REQUIREMENT 1 = List each line of the records that contains the string "white".

EXCERPT TO READ =
------------
You're assuming that all running for school board positions are doing it for education's sake, not for the sake of evangelism/politics.
Upset? Angry? VOTE!
This conversation is getting way out of hand and it is upsetting me. I need to take a moment to pray to the Invisible Pink Unicorn.
Amen Monkeyfez!
(somehow it seems like I've always wanted to say "amen monkeyfez", even if I didn't know it until just now.)
Wow, Texas is a big state in physical area, but it is not representative of the main stream of education in the US. You people are freaking out as if Creationism had some kind of over-arching power against the truth.
I believe in evolution as a process, not as a force. But it is hysterical to say that the Fundies are in control and we are screwed.
------------
REQUIREMENT 2 = Copy the passage of the discussion about creationism and school boards from "Amen Monkeyfez!" to "we are screwed.".

INFORMATION GIVEN =
------------
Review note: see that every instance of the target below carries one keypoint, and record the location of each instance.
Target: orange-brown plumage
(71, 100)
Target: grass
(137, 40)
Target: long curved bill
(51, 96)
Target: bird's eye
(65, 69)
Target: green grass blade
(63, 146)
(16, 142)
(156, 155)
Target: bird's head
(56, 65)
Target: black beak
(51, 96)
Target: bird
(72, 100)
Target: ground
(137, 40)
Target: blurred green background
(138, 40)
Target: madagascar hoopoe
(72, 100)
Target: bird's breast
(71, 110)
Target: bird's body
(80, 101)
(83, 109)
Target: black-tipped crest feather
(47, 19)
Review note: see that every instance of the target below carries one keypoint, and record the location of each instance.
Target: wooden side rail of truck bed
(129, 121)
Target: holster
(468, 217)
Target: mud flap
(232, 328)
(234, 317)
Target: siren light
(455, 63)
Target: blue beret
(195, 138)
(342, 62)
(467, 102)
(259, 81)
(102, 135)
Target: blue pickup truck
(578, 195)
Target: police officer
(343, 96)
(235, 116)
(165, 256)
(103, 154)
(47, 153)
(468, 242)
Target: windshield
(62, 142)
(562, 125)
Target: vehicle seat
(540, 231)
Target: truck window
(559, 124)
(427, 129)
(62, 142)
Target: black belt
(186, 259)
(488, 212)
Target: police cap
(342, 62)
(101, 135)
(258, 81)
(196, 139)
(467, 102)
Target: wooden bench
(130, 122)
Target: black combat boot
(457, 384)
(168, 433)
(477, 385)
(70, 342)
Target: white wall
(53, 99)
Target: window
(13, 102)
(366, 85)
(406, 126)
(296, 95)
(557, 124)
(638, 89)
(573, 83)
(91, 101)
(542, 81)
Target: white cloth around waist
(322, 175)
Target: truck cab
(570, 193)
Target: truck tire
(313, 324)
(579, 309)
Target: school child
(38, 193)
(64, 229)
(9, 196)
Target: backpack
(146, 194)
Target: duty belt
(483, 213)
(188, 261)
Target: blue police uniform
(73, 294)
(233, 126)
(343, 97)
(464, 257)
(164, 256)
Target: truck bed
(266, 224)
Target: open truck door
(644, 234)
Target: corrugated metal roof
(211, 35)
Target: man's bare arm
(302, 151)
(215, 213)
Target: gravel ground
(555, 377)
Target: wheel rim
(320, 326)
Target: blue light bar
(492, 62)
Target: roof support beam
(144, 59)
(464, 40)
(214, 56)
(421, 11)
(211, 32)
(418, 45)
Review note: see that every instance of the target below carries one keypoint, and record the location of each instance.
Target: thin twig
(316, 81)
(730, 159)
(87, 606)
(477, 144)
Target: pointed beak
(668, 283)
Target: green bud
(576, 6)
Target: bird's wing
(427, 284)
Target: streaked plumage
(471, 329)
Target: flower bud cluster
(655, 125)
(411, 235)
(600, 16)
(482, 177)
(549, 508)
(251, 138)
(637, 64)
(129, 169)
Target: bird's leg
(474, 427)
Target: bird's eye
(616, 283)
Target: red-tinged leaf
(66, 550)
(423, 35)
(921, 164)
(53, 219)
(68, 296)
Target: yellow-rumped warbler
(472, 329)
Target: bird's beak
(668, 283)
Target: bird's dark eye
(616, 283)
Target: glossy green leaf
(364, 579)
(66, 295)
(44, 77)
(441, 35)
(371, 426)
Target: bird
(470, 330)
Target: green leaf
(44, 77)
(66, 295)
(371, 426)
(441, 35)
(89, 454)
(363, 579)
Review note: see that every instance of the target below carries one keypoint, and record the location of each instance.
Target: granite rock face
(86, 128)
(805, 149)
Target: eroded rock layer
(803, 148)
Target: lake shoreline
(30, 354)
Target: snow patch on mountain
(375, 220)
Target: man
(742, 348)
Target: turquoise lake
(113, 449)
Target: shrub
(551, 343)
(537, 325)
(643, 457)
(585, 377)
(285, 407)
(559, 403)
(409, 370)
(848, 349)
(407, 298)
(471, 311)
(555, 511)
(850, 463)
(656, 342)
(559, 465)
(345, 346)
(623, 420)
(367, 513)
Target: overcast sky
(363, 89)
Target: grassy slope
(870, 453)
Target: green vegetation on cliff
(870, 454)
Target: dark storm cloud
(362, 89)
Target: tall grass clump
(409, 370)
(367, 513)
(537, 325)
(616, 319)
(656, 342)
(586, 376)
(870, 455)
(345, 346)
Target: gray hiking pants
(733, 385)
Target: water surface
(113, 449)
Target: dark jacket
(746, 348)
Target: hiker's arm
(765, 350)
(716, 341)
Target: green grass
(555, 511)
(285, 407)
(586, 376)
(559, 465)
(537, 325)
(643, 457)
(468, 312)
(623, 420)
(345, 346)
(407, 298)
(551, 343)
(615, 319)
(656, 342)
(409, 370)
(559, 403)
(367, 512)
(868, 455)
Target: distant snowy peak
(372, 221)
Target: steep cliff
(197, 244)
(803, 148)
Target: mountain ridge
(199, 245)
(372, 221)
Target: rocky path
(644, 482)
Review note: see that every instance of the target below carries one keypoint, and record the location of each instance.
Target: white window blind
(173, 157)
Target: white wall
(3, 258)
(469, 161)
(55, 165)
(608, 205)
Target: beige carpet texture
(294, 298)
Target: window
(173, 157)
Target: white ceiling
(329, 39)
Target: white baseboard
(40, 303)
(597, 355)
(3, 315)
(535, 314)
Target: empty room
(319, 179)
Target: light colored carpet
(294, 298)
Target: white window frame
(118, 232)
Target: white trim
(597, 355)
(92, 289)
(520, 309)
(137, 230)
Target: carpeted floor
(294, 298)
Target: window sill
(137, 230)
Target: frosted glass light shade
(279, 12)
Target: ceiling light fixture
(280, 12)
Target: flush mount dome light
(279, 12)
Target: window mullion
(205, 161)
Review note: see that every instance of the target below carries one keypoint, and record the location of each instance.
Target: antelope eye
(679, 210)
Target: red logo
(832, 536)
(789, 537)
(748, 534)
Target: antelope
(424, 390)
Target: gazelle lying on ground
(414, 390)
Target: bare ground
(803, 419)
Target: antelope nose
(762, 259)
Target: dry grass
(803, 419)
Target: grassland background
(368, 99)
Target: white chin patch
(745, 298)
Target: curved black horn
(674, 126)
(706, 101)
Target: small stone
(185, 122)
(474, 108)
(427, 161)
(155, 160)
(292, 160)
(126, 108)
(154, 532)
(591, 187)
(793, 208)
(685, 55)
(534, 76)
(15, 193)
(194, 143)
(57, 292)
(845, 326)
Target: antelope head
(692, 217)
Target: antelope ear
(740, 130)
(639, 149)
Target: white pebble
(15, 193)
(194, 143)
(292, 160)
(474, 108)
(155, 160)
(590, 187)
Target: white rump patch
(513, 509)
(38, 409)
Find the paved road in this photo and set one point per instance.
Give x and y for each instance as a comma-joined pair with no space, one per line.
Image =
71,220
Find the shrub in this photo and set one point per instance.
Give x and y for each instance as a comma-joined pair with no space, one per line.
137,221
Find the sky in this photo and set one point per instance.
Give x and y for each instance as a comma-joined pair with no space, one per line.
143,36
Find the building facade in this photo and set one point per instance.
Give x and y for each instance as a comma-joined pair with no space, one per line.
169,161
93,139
------------
FINISHED ANSWER 1 =
Target: white wall
Target: white cloth around waist
Target: white window blind
Target: white wall
Target: white ceiling
Target: white baseboard
Target: white window frame
Target: white trim
Target: white chin patch
Target: white pebble
Target: white rump patch

FINISHED ANSWER 2 =
Amen Monkeyfez!
(somehow it seems like I've always wanted to say "amen monkeyfez", even if I didn't know it until just now.)
Wow, Texas is a big state in physical area, but it is not representative of the main stream of education in the US. You people are freaking out as if Creationism had some kind of over-arching power against the truth.
I believe in evolution as a process, not as a force. But it is hysterical to say that the Fundies are in control and we are screwed.